Excerpted text »
════════
British sculptor, one of the most important figures in the development of abstract art in Britain. She was born in Wakefield, Yorkshire, the daughter of a civil engineer, and won scholarships to Leeds School of Art, 1919–21, and the Royal College of Art, 1921–24. Henry Moore was among her fellow students at both places and became a lifelong friend. In 1924 she came second to John Skeaping in the competition for the Prix de Rome, but she obtained a travelling scholarship and spent the years 1924–5 in Italy, marrying Skeaping in Rome in 1925 (they were divorced in 1933). Her early sculptures were quasi-naturalistic and had much in common with Moore's work (Doves, 1927, Manchester Art Gallery), but she already showed a tendency to submerge detail in simple forms, and by the mid-1930s her work had become entirely abstract.
In 1931 Hepworth met Ben Nicholson and began living with him soon afterwards (they were married in 1938 and divorced in 1951). Through him she became more aware of contemporary European developments and more committed to abstraction. They joined Abstraction-Création in 1933 and Unit One in the same year. During the 1930s Hepworth, Nicholson, and Moore (who lived near them in Hampstead) worked in close harmony and became recognized as the nucleus of the abstract movement in Britain. Hepworth's outlook was already clearly formed in the short introduction she wrote for the book Unit One published in 1934: ‘I do not want to make a stone horse that is trying to and cannot smell the air. How lovely is the horse's sensitive nose, the dog's moving ears and deep eyes; but to me these are not stone forms and the love of them and the emotion can only be expressed in more abstract terms. I do not want to make a machine which cannot fulfil its essential purpose; but to make exactly the right relation of masses, a living thing in stone, to express my awareness and thought of these things…In the contemplation of Nature we are perpetually renewed, our sense of mystery and our imagination is kept alive, and rightly understood, it gives us the power to project into a plastic medium some universal or abstract vision of beauty.’
In 1939 Hepworth moved to St Ives in Cornwall with Nicholson (see St Ives School) and she lived there for the rest of her life. The Cornish landscape helped to reintroduce a suggestion of natural forms to her sculpture and the ancient standing stones of the region encouraged her to use upright forms, sometimes pierced, although ovoid shapes also remained characteristic of her work. She had introduced the use of the ‘hole’ to British sculpture in 1931 with Pierced Form (destroyed during the Second World War) and she now developed this with great subtlety, making play with the relationship between the outside and inside of a figure, the two surfaces sometimes being linked with threaded string, as in Pelagos (1946, Tate). The strings open up space without volume—in this she was influenced by Naum Gabo, who had joined her and Nicholson in Cornwall. Pelagos also shows her sensitive use of painted surface to contrast with the natural grain of the wood. By the 1950s Hepworth had an international reputation and in her later career she received many honours, including the main prize at the 1959 São Paulo Bienal, and numerous prestigious public commissions, among them the memorial to Dag Hammerskjöld—Single Form—at the United Nations in New York (1963).
════════
Challenge »
Answer these questions from the Hepworth biography above.
(a) Which two schools did Hepworth win scholarships to?
(b) In what year did Hepworth and Nicholson join Unit One?
(c) Which work is given as an example of two surfaces linked with threaded string?

Source data »
════════
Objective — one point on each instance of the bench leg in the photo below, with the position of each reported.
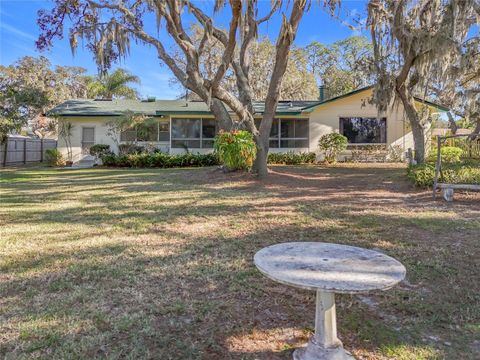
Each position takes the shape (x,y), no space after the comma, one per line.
(448,194)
════════
Response below »
(a) Leeds School of Art and the Royal College of Art.
(b) 1933.
(c) Pelagos (1946, Tate).